*WHAT IS EXPECTED*:
Without the images, repeat every line of the listing verbatim.

Top of PROVIDED DATA

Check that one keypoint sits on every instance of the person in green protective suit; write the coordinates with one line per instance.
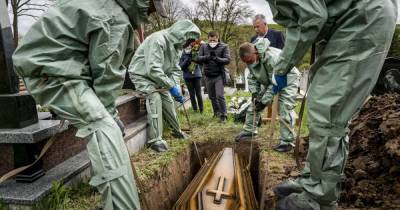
(260, 58)
(155, 71)
(352, 40)
(73, 61)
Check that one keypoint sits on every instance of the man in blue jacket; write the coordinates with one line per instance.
(261, 27)
(192, 76)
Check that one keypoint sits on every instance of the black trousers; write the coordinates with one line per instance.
(194, 87)
(215, 87)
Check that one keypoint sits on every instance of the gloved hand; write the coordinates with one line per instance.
(254, 96)
(259, 106)
(279, 82)
(176, 93)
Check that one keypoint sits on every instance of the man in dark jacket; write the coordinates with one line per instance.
(192, 75)
(214, 56)
(274, 37)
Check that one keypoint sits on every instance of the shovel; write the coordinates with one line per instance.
(187, 130)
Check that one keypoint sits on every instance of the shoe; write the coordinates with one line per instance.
(244, 135)
(159, 146)
(283, 147)
(180, 135)
(223, 120)
(296, 202)
(286, 188)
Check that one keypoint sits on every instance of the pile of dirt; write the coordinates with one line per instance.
(373, 167)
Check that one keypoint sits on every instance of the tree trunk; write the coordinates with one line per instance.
(15, 27)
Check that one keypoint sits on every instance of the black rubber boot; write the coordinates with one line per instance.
(283, 147)
(293, 202)
(286, 188)
(159, 146)
(180, 135)
(244, 135)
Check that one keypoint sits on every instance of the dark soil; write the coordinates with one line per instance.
(373, 167)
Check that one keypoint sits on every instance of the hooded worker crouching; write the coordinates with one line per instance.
(260, 59)
(155, 71)
(73, 61)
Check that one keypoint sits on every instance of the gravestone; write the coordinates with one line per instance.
(17, 110)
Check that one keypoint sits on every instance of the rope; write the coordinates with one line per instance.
(252, 135)
(190, 128)
(271, 137)
(48, 144)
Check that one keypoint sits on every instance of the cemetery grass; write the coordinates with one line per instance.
(206, 129)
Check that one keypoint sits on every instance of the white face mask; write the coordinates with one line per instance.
(213, 44)
(188, 50)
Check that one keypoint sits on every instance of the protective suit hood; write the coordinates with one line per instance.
(181, 31)
(262, 46)
(136, 10)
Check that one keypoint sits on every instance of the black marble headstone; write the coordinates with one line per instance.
(16, 110)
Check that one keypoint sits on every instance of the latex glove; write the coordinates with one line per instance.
(176, 93)
(259, 106)
(254, 96)
(279, 82)
(120, 125)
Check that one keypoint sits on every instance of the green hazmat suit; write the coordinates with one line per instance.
(353, 39)
(260, 83)
(155, 69)
(73, 61)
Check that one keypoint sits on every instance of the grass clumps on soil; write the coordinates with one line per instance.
(373, 167)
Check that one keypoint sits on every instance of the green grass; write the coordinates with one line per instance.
(149, 163)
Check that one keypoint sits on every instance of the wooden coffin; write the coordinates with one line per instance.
(223, 183)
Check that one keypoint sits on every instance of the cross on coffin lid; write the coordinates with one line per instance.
(223, 183)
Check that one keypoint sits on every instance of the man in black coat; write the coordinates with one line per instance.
(260, 26)
(214, 56)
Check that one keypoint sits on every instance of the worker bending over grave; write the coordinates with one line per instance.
(155, 71)
(73, 61)
(260, 59)
(352, 40)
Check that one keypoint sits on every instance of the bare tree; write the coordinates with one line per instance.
(174, 11)
(221, 15)
(28, 8)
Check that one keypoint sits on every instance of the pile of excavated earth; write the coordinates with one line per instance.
(373, 166)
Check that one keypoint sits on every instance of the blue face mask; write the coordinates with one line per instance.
(254, 64)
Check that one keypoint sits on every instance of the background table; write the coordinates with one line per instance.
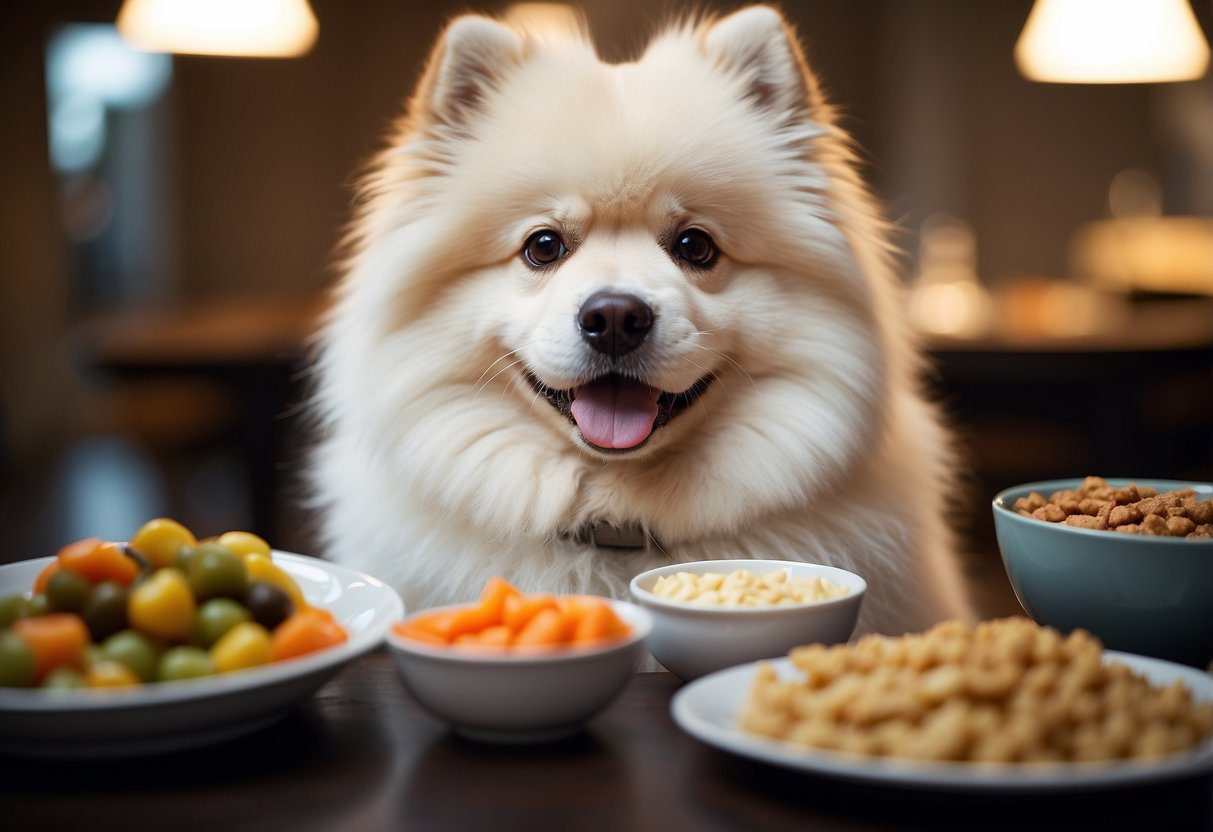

Bottom of PROVIDED DATA

*EXPECTED ANSWER*:
Check that one keypoint sits on every instance of the person in green protective suit; write the coordinates with one line per instance.
(260, 58)
(155, 71)
(352, 40)
(73, 61)
Check that one keypoint sits on every instance of the man in blue jacket; write the coordinates with one line per instance.
(261, 27)
(192, 76)
Check that one keypoint sits on every instance of the black trousers; write the coordinates with one line per instance.
(194, 87)
(215, 87)
Check that one keypoint sits on every instance of the gloved hand; write the coordinates with one line per instance.
(254, 96)
(259, 106)
(279, 82)
(176, 93)
Check that one keypoint sits on every instance of the man in dark jacket; write the coordinates with one line per instance.
(192, 75)
(214, 56)
(274, 37)
Check that one keypoint sits on every instance of the shovel; write the coordinates with one line per instance.
(187, 130)
Check that one keypoint sits on every instance of the shoe; write the coordinates with one line per instance.
(244, 135)
(159, 146)
(283, 147)
(180, 135)
(223, 120)
(296, 202)
(286, 188)
Check that one keypoint sits on every instance of the pile of dirt; write the coordinates with one line per instance.
(373, 167)
Check that one keypoint sits on every instance of the tree trunk; write the coordinates with one line per instance.
(15, 27)
Check that one keypoint sits on every instance of the black rubber boot; write the coordinates with one line per instance.
(283, 147)
(293, 202)
(286, 188)
(159, 146)
(180, 135)
(244, 135)
Check that one keypoint sits on every instance of the dark soil; write the coordinates with one line per instance.
(373, 167)
Check that one keypoint sits on every instance of the hooded worker crouching; write the coordinates with one line per instance.
(260, 59)
(155, 71)
(73, 61)
Check that one keypoint sits on every instance of the gravestone; write the coordinates with one line per instance.
(17, 110)
Check that one keypoint sits on every instance of the rope; write the coordinates with one line per instance.
(252, 135)
(190, 128)
(271, 137)
(48, 144)
Check that one keypoint sits on every instance of the cemetery grass; write the coordinates with one line per instance.
(206, 129)
Check that one keypoint sits on every instance of the white face mask; write the coordinates with one line per instance.
(213, 44)
(188, 50)
Check that one keypoint sits on every instance of the protective suit hood; write the coordinates with one line per instance.
(181, 31)
(262, 46)
(136, 10)
Check that one keypoint sits on every instance of the black marble headstone; write the coordinates with one line per instance.
(16, 110)
Check that one keypoint sits on every instance of the latex glove; write the coordinates with one line per instance.
(176, 93)
(259, 106)
(254, 96)
(279, 82)
(120, 125)
Check that one keypoint sits on every instance of the green hazmat suit; write the coordinates with one line per instance.
(353, 39)
(260, 83)
(155, 69)
(73, 61)
Check that one keypoint sits on every instance of the grass clumps on soil; write the coordinates with one line per instance.
(373, 167)
Check that one keypoint sits on every instance of the green grass; write the coordinates with one line per instance.
(149, 163)
Check that one keypoint sits on every instance of the wooden coffin; write the coordinates with one line per instance.
(223, 183)
Check that one keypoint sits on every instance of the cross on coffin lid; write the coordinates with one line per instance.
(223, 183)
Check that one keypoint sits on every instance of the man in black coat; write the coordinates with one line per instance.
(260, 26)
(214, 56)
Check that one keypoint sits on every instance of the worker bending over grave; write the coordinates with one line per instance.
(155, 71)
(73, 61)
(260, 59)
(352, 40)
Check that one keypoint sits on every instance of the bare tree; write the coordinates with one line per instance.
(174, 11)
(221, 15)
(28, 8)
Check that one keypoint sits on every instance of the pile of excavated earth; write the coordinates with one line per instance.
(373, 166)
Check that one keypoint sits on every instance of the blue face mask; write the coordinates with one line per instance.
(254, 64)
Check that one keypoint sits on every instance of the background table; write the coordinates with one line per instance.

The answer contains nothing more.